Brief:
Transcribe the passage of the REPEATABLE READ blog post that starts at "This update physically" and ends at "correct as well.".

Exercise text:
▬▬▬▬▬▬▬▬▬▬
THE SQL Server Blog Spot on the Web

Welcome to SQLblog.com - The SQL Server blog spot on the web Sign in | |
in Search

Alexander Kuznetsov

Learning PostgreSql: Fun with REPEATABLE READ

In this post we shall run some examples under REPEATABLE READ, and see how they behave differently.

Setting up test data

On SQL Server, run the following:

CREATE TABLE Tickets(
  
ID INT NOT NULL,
  
Problem VARCHAR(100) NOT NULL,
  
SpaceFiller CHAR(200) NOT NULL
);

INSERT INTO Tickets(
  
ID ,
  
Problem,
  
SpaceFiller)
SELECT Number*10, 'Problem '+CAST([Number] AS VARCHAR(10))+'0', 'Space Filler'
FROM data.Numbers;

ALTER TABLE Tickets ADD PRIMARY KEY(ID);

UPDATE Tickets SET Problem = 'Add 16Gb Ram to Kenny''s workstation'
WHERE ID = 90090;

On PostgreSql, we do not need a Numbers table - there is a built in function generate_series, which is very useful:

CREATE TABLE Tickets(
  
ID INT NOT NULL,
  
Problem VARCHAR NOT NULL
);

TRUNCATE TABLE Tickets;

INSERT INTO Tickets(
  
ID ,
  
Problem)
SELECT generate_series*10, 'Problem ' || CAST(generate_series AS VARCHAR)
FROM generate_series(1, 16000);
  
ALTER TABLE Tickets ADD PRIMARY KEY(ID);

UPDATE Tickets SET Problem = 'Add 16Gb Ram to Kenny''s workstation'
WHERE ID = 90090;

Identical selects running under REPEATABLE READ on Sql Server may return different results 

The following scripts demonstrate that reads are not completely repeatable, despite the isolation level's name being REPEATABLE READ and as such claiming otherwise.

In one tab, run this:

BEGIN TRANSACTION;
UPDATE Tickets SET Problem = 'Replace printer in NW corner'
WHERE ID = 49000;

In another tab, run this:

SET TRANSACTION ISOLATION LEVEL REPEATABLE READ;
BEGIN TRANSACTION;
SELECT COUNT(*) AS TotalProblems,
SUM(CASE WHEN Problem LIKE '%Kenny%' THEN 1 END) AS [Kenny's Problems],
SUM(CASE WHEN Problem LIKE '%printer%' THEN 1 END) AS [Printer Problems]
FROM Tickets WHERE ID BETWEEN 0 AND 100000;

This select is blocked by the uncommitted update in the first tab and as such it does not complete. Let us get back to the first tab and run the following:

UPDATE Tickets SET ID=101
WHERE ID = 90090;

COMMIT;

This update physically moves Kenny's ticket from a page that has not been read by the select yet to a page which has already been read. Once the transaction in the first tab commits, the select in the second tab completes with the following results:

TotalProblems Kenny's Problems Printer Problems
------------- ---------------- ----------------
10000         NULL             1

Clearly Kenny's ticket has not been read at all. If we rerun this select, in the same transaction, we shall get different results, as follows:

TotalProblems Kenny's Problems Printer Problems
------------- ---------------- ----------------
10001         1            1

Note that Kenny's problem is included in the second result set, and the total in TotalProblems column is now correct as well.
▬▬▬▬▬▬▬▬▬▬
Data excerpt:

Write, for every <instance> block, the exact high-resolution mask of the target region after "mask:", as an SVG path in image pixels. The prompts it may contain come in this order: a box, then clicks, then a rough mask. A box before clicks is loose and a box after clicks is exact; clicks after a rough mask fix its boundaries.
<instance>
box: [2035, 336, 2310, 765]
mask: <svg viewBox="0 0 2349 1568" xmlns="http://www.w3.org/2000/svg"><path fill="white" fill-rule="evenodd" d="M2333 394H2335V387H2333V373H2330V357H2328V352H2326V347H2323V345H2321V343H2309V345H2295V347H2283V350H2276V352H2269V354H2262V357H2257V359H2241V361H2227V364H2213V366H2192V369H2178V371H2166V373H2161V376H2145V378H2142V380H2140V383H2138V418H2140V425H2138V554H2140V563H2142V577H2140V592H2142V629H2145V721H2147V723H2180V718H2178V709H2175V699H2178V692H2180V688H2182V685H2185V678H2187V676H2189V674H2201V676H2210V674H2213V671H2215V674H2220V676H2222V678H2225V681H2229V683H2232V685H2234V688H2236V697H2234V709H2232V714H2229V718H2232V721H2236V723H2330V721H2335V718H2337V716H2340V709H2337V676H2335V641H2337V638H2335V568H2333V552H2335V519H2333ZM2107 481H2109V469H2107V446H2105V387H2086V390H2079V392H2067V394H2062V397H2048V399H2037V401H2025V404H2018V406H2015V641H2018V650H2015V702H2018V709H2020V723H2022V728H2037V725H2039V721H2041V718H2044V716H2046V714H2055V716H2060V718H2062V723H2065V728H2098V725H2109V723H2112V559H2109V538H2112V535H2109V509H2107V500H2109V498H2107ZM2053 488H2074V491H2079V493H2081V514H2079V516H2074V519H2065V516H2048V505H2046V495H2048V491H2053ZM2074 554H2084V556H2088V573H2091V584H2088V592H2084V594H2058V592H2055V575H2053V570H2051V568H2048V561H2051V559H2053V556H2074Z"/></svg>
▬▬▬▬▬▬▬▬▬▬
Answer:
This update physically moves Kenny's ticket from a page that has not been read by the select yet to a page which has already been read. Once the transaction in the first tab commits, the select in the second tab completes with the following results:

TotalProblems Kenny's Problems Printer Problems
------------- ---------------- ----------------
10000         NULL             1

Clearly Kenny's ticket has not been read at all. If we rerun this select, in the same transaction, we shall get different results, as follows:

TotalProblems Kenny's Problems Printer Problems
------------- ---------------- ----------------
10001         1            1

Note that Kenny's problem is included in the second result set, and the total in TotalProblems column is now correct as well.